● **Complete the following**
**A)** In the forum thread on legally processed deer, whose view does spk131 say matches their own personal opinion?
**B)** Reproduce the deer-processing thread word for word, starting with "If thats the" and going on through "is on this.".

● **Text segment**

# Legally processed deer



## spk131 (Mar 31, 2004)

As many are aware once a deer is processed you do not need to keep the tag, but at what point is a deer considered legally processed? Does it have to be quartered up, deboned or deboned and packaged for storage.


----------



## WALLEYE MIKE (Jan 7, 2001)

I would think pgk. for storage.


----------



## icecathound (Feb 16, 2006)




----------



## Wishn I was fishn (Mar 4, 2001)

As soon as the processing begins the deer no longer needs to be tagged.


----------



## spk131 (Mar 31, 2004)

Wishn I was fishn said:


> As soon as the processing begins the deer no longer needs to be tagged.



If thats the case than at which point has processing began? Is it when the deer is skinned or when meat has been removed from the deer, if the second is the case than you could argue that once the inside straps are removed the processing has started and those can be removed in the field.

My personal opinion is in line with walleye mike but I was curious as to what the actual legal take is on this.


----------



## JWICKLUND (Feb 13, 2005)

● **Data segment**
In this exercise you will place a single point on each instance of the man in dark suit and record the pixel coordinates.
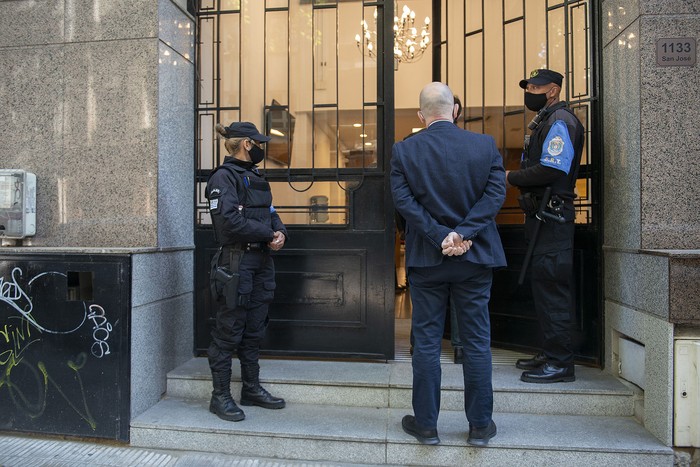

● **Full answers**
**A)** WALLEYE MIKE's

**B)**
If thats the case than at which point has processing began? Is it when the deer is skinned or when meat has been removed from the deer, if the second is the case than you could argue that once the inside straps are removed the processing has started and those can be removed in the field.

My personal opinion is in line with walleye mike but I was curious as to what the actual legal take is on this.